Records shown:
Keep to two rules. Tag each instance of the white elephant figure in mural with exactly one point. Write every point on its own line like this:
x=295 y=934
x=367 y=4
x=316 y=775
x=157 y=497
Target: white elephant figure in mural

Task to carry out: The whole listing should be copied verbatim.

Output of the exercise:
Keep to two rules. Tag each instance of the white elephant figure in mural with exactly one point. Write every point on its own line like this:
x=295 y=934
x=367 y=4
x=316 y=775
x=157 y=497
Target: white elephant figure in mural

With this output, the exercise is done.